RECORDS PROVIDED section start

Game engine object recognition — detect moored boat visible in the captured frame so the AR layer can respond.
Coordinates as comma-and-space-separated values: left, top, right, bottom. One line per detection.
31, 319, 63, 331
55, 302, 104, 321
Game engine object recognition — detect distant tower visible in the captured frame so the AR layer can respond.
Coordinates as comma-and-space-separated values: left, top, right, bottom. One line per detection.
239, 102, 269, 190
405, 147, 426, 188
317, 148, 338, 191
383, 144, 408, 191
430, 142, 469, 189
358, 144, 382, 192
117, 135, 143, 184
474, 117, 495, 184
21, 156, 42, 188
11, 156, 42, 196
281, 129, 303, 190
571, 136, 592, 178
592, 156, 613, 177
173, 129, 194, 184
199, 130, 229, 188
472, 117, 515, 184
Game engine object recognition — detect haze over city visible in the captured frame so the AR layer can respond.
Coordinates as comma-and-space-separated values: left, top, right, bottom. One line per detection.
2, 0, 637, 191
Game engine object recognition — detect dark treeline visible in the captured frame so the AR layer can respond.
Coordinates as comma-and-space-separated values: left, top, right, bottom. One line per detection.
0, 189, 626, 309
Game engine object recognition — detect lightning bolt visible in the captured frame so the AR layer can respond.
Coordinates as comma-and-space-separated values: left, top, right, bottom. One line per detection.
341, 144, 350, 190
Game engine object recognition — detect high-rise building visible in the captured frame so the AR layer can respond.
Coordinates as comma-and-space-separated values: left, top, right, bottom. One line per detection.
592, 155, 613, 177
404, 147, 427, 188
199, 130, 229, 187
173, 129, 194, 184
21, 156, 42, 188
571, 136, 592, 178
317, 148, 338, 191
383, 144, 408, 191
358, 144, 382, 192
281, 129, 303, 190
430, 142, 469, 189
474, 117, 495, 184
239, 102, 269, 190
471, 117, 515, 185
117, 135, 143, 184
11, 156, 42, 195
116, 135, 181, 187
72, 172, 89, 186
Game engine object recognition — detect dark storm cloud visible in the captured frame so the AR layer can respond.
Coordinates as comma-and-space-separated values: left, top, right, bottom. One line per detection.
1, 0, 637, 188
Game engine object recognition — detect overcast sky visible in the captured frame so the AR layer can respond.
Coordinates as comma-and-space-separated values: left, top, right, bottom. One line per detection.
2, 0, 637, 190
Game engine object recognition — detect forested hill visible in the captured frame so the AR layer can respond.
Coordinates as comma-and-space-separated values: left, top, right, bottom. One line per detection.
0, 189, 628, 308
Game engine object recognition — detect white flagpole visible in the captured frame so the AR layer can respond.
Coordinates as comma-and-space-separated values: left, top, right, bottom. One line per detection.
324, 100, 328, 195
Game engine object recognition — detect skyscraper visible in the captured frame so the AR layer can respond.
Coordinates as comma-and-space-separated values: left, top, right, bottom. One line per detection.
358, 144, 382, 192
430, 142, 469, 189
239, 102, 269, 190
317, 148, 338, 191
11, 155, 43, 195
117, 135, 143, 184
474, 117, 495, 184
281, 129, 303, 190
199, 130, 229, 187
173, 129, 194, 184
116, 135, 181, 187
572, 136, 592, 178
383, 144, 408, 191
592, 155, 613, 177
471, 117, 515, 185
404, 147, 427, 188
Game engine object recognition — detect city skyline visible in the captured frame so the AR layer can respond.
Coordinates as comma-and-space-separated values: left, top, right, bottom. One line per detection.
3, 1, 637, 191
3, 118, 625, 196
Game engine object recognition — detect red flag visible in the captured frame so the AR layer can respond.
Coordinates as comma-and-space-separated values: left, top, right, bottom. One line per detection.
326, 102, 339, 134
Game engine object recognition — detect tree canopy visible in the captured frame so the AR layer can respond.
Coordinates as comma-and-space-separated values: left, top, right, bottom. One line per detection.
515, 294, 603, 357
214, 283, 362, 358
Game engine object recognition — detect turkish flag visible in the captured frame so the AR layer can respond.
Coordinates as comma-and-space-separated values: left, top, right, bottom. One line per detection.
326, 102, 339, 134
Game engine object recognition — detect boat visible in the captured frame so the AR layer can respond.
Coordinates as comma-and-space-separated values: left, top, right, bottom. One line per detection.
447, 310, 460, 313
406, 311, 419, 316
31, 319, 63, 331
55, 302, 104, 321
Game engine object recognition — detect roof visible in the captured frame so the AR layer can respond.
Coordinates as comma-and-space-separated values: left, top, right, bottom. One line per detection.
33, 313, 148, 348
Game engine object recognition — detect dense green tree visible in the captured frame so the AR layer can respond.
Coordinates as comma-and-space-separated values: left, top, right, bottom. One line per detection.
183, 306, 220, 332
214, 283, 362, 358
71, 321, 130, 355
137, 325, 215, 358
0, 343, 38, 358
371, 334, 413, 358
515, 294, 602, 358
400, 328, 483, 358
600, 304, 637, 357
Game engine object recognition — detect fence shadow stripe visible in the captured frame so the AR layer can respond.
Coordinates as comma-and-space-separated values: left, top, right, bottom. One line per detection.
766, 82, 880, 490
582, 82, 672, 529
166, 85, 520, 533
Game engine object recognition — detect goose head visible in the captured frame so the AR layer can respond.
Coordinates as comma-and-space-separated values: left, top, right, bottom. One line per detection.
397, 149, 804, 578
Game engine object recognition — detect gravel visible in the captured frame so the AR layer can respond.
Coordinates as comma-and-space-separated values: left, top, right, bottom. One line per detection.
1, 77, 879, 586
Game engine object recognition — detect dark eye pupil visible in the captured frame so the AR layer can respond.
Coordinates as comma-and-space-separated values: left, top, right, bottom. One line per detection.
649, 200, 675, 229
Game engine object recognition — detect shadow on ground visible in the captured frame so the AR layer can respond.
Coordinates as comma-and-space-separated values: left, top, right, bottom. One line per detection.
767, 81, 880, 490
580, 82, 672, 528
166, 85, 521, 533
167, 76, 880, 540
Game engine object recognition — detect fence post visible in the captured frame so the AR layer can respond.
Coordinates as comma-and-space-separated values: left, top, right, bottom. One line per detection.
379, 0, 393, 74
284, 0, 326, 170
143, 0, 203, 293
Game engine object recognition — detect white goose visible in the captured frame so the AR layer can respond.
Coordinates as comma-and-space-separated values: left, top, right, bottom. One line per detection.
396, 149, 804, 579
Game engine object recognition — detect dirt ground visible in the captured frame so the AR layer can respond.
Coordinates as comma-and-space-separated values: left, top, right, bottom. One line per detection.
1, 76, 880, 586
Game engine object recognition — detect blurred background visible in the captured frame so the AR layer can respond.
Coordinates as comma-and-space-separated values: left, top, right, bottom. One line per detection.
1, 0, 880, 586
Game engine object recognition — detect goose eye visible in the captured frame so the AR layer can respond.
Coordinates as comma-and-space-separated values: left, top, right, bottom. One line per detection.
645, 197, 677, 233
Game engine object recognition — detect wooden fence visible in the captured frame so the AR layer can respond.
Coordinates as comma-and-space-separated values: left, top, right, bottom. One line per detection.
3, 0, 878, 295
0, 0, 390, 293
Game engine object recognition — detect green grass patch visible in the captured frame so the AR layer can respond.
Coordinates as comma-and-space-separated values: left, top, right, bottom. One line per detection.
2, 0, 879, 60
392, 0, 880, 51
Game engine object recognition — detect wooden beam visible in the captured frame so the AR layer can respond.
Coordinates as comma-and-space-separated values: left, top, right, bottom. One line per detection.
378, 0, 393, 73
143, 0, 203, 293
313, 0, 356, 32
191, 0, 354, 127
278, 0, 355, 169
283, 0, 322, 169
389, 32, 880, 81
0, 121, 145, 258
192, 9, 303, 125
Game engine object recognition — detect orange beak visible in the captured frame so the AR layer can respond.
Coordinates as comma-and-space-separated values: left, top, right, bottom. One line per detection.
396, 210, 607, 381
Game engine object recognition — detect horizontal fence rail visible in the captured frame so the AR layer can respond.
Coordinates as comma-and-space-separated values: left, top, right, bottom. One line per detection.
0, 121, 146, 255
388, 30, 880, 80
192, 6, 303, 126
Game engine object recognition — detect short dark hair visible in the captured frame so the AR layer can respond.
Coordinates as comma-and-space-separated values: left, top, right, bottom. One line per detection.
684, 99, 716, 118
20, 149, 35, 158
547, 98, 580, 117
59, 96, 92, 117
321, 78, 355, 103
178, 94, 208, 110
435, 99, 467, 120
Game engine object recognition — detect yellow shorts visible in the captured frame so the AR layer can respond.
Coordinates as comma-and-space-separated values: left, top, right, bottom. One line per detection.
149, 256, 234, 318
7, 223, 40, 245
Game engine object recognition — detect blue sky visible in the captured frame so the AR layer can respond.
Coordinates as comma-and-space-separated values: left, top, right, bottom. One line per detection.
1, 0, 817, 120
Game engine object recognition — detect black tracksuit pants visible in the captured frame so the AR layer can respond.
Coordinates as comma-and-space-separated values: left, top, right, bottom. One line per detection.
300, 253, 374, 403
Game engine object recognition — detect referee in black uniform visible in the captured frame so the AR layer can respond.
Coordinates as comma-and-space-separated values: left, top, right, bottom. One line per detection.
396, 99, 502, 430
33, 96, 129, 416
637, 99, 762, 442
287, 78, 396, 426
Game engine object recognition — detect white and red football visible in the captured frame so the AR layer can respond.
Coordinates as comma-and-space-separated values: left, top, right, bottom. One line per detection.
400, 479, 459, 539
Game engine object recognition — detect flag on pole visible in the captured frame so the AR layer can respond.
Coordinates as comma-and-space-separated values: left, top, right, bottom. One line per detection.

RECORDS PROVIDED section end

▶ [WORK INSTRUCTION]
Tell how many lines in the data hold the string "boat". Only the number is wanted.

▶ [WRITTEN REPLY]
2